What is required =>
Copy the rows below verbatim, from the line containing "Locate all occurrences of street lamp post." through the line containing "[52,313,866,436]", both included.

Data in this exercise =>
********
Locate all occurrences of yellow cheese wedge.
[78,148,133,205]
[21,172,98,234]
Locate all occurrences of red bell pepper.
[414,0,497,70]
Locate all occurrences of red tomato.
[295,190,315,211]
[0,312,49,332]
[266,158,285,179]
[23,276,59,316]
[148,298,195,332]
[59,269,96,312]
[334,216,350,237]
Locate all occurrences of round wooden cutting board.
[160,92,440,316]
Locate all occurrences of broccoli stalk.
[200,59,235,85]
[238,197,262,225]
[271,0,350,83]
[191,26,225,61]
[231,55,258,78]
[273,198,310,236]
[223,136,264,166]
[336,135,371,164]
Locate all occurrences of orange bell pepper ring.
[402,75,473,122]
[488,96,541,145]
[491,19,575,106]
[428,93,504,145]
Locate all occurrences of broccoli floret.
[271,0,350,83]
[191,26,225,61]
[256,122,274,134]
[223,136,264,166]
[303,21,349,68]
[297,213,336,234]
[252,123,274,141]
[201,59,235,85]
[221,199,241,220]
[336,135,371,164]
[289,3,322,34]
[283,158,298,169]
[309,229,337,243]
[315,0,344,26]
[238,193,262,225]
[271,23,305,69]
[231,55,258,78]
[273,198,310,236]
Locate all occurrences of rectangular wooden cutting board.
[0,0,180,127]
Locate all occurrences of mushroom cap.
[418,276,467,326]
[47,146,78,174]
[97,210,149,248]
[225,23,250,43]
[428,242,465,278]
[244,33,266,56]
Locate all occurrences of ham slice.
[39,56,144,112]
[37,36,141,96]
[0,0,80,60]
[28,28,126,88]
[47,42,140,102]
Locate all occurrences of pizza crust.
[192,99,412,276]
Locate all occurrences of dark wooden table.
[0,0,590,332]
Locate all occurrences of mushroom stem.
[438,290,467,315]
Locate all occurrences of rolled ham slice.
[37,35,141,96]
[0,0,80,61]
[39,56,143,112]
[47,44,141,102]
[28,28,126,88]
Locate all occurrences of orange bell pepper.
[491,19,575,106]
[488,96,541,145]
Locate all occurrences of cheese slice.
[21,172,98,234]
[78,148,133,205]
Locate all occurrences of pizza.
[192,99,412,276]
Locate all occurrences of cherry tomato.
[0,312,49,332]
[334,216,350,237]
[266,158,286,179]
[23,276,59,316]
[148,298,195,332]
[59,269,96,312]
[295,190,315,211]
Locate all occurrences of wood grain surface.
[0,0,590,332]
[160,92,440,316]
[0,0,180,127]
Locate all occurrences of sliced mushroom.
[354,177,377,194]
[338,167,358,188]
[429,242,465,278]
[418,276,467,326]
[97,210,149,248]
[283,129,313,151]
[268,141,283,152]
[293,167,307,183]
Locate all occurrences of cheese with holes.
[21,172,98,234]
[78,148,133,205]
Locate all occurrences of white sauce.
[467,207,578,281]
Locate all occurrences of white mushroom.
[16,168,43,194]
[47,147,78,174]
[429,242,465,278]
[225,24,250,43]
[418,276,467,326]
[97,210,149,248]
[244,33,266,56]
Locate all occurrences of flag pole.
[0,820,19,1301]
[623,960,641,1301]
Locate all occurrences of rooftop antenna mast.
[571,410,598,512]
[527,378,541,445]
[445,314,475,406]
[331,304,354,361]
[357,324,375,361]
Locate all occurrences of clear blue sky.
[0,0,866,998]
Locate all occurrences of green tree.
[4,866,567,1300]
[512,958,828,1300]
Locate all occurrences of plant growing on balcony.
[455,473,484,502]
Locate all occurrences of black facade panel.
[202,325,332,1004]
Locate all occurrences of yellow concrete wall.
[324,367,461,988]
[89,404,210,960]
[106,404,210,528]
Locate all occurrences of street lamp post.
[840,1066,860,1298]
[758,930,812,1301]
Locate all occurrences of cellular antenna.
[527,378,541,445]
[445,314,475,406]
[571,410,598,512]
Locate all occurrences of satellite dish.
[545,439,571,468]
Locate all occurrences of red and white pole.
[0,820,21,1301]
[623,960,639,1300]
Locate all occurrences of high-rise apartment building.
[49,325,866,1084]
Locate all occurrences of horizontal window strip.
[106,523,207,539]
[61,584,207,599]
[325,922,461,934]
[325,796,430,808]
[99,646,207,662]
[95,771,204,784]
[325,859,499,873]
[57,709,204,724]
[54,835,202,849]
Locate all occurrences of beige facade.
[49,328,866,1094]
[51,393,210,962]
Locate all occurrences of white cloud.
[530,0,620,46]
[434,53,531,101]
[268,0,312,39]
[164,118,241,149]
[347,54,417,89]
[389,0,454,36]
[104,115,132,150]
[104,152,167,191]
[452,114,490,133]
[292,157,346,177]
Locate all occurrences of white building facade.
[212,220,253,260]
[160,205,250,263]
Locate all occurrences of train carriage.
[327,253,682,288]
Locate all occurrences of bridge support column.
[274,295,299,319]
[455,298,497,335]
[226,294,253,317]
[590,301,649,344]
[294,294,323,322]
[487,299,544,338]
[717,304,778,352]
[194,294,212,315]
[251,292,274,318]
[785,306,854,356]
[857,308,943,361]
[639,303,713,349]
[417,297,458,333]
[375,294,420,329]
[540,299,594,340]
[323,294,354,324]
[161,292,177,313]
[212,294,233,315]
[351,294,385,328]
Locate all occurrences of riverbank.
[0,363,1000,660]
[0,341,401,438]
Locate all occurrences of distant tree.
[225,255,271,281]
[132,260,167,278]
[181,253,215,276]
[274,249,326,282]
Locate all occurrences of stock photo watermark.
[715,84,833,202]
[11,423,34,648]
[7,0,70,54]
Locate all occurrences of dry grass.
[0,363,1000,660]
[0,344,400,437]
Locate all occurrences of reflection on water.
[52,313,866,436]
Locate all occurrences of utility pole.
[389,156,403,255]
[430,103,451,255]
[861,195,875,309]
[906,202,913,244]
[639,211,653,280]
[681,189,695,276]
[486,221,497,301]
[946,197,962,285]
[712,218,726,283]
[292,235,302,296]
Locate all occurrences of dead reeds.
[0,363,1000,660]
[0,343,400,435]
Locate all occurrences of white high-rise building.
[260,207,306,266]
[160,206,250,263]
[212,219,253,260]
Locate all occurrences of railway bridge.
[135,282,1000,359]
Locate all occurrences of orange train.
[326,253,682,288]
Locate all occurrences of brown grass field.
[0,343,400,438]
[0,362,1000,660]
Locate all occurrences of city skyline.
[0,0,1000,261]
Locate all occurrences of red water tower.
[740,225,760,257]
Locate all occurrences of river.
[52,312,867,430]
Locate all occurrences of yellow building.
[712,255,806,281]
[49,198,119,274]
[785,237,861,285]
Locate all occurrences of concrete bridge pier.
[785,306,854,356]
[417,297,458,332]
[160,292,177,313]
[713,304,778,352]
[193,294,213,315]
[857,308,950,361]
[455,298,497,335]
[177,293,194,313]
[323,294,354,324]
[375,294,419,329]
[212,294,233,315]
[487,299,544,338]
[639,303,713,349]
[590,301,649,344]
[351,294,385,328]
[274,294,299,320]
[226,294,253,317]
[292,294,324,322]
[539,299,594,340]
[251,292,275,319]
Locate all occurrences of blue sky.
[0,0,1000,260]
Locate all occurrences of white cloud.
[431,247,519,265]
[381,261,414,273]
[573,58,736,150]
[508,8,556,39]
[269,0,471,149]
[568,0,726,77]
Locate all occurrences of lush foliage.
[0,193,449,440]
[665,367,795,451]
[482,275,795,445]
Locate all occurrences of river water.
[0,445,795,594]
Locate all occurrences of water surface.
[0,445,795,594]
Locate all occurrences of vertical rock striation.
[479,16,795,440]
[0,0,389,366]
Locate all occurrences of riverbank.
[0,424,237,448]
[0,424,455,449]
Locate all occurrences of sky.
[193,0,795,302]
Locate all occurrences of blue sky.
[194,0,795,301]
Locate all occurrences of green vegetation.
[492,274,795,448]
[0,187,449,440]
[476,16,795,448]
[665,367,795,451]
********
Output of the task =>
Locate all occurrences of street lamp post.
[840,1066,860,1298]
[758,930,812,1301]
Locate all occurrences of cellular antenna.
[527,378,541,445]
[445,314,475,406]
[571,410,598,512]
Locate all occurrences of satellite dish.
[545,439,571,468]
Locate all occurrences of red and white pole.
[0,820,21,1301]
[623,960,639,1300]
Locate all occurrences of high-rise apartment building.
[49,325,866,1084]
Locate all occurrences of horizontal window strip.
[106,523,207,539]
[61,584,207,599]
[325,922,461,934]
[325,796,430,808]
[99,646,207,662]
[95,771,204,784]
[325,859,499,873]
[57,709,204,724]
[54,835,202,849]
Locate all occurrences of beige facade.
[49,328,866,1094]
[51,393,210,962]
Locate all occurrences of white cloud.
[530,0,620,46]
[434,53,531,101]
[268,0,312,39]
[164,118,241,149]
[347,54,417,89]
[389,0,454,36]
[104,115,132,150]
[104,152,167,191]
[452,114,490,133]
[292,157,346,177]
Locate all occurrences of white building facade.
[212,220,253,260]
[160,205,250,263]
Locate all occurrences of train carriage.
[327,253,682,288]
Locate all occurrences of bridge support column.
[274,295,299,319]
[455,298,497,335]
[226,294,253,317]
[590,301,649,344]
[294,294,323,322]
[487,299,544,338]
[717,304,778,352]
[194,294,212,315]
[251,292,274,318]
[785,306,854,356]
[857,308,943,361]
[639,303,713,349]
[417,297,458,333]
[375,294,420,329]
[540,299,594,340]
[323,294,354,324]
[161,292,177,313]
[212,294,233,315]
[351,294,385,328]
Locate all occurrences of riverbank.
[0,363,1000,660]
[0,341,401,438]
Locate all occurrences of distant tree.
[225,255,271,281]
[132,260,167,278]
[181,253,215,276]
[274,249,326,282]
Locate all occurrences of stock photo watermark.
[715,84,833,202]
[11,423,34,648]
[7,0,70,54]
Locate all occurrences of dry grass.
[0,363,1000,660]
[0,344,400,437]
Locate all occurrences of reflection on water.
[52,313,866,436]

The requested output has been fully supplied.